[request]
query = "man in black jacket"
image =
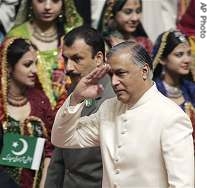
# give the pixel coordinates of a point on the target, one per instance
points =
(83, 50)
------------
Problem:
Copy out every one of the lines above word for word, leaving out the pictures.

Response below:
[request]
query = "man in black jacket"
image =
# give the pixel coordinates of a point on the target, one per instance
points =
(83, 50)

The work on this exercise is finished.